▸ ФРАГМЕНТ ДОКУМЕНТА:
Добавить в цитаты Настройки чтения

Страница 56 из 101

Однако мы выше рассмотрели, что явления, будь они чувственные или мысленные, возбуждают большой спор и среди философов, и в жизни [73]. Теперь же надо сказать то, что относится к выставленной дилемме, а именно: мы не колеблем явлений ни путем голого высказывания, ни через то, что не является, но мы сравниваем их с ними же самими: если чувственные явления находятся в согласии с чувственными и мысленные - с мысленными и наоборот, то мы, пожалуй, допускаем, что они таковы в действительности, какими кажутся. Теперь же, находя, что в этом сравнении не решен спор, а в силу этого спора одно опровергается другим, когда нельзя ни установить всего - вследствие такого спора, ни чего-нибудь одного - вследствие равновесия аргументов, ни все отвергнуть - вследствие того, что нет ничего достовернее явлений, теперь, [при таком положении дела], мы пришли к воздержанию от суждения.

▸ ЧТО СДЕЛАТЬ:
**a)** К чему, согласно фрагменту о чувственных и мысленных явлениях, «мы пришли» в итоге?
**b)** Перепишите без изменений отрывок фрагмента о чувственных и мысленных явлениях от «Однако мы выше» до «воздержанию от суждения.».

▸ ВЫДЕРЖКИ ИЗ ДАННЫХ:

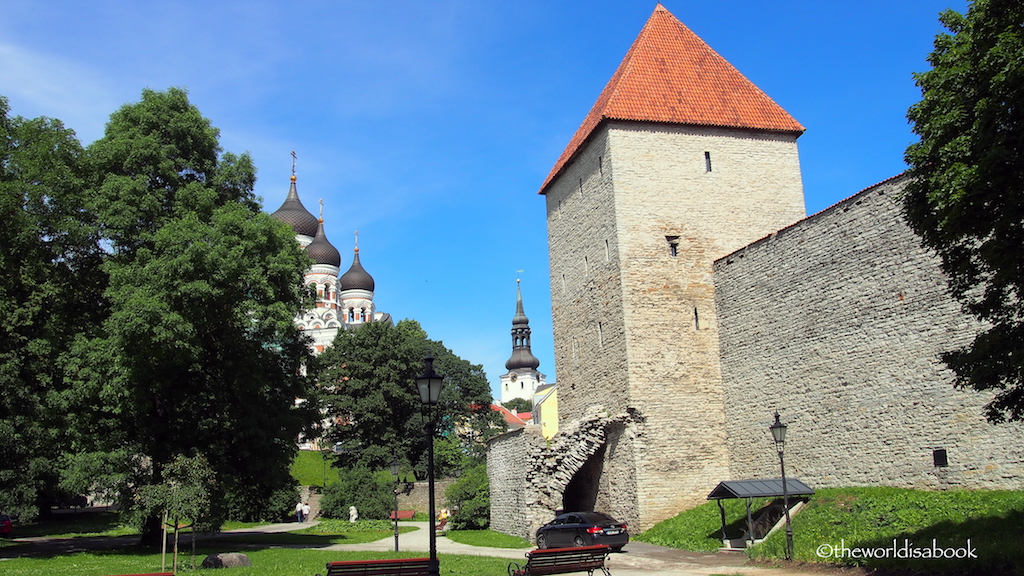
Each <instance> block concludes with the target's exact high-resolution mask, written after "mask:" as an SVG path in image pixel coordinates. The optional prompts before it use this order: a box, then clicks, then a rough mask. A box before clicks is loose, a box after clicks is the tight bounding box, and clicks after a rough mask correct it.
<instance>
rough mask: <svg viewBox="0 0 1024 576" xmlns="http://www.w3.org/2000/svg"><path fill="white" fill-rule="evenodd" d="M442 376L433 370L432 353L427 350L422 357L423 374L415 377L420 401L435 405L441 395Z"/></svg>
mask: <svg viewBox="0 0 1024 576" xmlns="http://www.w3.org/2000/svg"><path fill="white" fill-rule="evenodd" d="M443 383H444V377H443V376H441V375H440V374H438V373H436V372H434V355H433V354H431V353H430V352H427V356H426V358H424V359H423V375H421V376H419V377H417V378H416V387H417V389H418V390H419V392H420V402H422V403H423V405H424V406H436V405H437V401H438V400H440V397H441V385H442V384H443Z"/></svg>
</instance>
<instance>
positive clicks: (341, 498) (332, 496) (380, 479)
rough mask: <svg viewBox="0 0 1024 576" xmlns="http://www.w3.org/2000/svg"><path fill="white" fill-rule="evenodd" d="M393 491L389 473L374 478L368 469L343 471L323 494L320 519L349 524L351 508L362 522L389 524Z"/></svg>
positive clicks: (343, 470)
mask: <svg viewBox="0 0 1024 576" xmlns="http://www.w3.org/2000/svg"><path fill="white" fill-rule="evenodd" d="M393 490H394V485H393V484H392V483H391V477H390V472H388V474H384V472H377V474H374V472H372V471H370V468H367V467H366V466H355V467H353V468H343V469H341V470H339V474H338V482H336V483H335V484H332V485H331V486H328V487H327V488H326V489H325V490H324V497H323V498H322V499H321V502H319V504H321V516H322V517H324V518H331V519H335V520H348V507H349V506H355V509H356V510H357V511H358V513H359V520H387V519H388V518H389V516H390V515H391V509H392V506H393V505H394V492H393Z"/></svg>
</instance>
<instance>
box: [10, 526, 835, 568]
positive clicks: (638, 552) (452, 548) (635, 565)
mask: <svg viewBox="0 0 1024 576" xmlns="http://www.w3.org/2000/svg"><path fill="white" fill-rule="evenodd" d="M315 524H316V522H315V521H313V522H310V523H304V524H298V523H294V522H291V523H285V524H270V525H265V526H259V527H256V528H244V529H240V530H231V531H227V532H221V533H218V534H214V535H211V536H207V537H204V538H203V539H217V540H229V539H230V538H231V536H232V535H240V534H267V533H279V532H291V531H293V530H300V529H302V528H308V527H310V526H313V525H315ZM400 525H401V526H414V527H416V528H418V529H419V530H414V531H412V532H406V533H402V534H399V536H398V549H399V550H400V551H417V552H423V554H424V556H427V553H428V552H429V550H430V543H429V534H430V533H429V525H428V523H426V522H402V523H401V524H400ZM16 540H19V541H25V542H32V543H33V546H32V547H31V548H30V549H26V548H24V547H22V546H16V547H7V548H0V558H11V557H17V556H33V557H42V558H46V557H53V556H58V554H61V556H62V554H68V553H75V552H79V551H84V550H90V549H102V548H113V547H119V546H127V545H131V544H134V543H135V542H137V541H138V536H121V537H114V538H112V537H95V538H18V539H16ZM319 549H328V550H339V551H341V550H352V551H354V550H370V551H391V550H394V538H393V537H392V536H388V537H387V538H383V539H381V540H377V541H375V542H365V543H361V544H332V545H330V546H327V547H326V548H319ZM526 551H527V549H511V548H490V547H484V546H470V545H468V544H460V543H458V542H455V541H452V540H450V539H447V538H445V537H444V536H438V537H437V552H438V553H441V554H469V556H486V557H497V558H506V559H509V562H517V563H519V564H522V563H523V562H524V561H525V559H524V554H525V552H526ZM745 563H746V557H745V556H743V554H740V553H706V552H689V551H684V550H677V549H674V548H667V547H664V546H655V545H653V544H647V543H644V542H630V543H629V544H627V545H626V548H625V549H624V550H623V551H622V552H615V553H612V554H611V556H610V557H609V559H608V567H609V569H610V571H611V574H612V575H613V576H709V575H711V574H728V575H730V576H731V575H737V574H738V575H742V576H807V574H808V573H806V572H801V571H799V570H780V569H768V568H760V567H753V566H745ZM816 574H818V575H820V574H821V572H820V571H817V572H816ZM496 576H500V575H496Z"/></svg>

▸ ОТВЕТЫ К ЗАДАНИЯМ:
**a)** К воздержанию от суждения.

**b)**
Однако мы выше рассмотрели, что явления, будь они чувственные или мысленные, возбуждают большой спор и среди философов, и в жизни [73]. Теперь же надо сказать то, что относится к выставленной дилемме, а именно: мы не колеблем явлений ни путем голого высказывания, ни через то, что не является, но мы сравниваем их с ними же самими: если чувственные явления находятся в согласии с чувственными и мысленные - с мысленными и наоборот, то мы, пожалуй, допускаем, что они таковы в действительности, какими кажутся. Теперь же, находя, что в этом сравнении не решен спор, а в силу этого спора одно опровергается другим, когда нельзя ни установить всего - вследствие такого спора, ни чего-нибудь одного - вследствие равновесия аргументов, ни все отвергнуть - вследствие того, что нет ничего достовернее явлений, теперь, [при таком положении дела], мы пришли к воздержанию от суждения.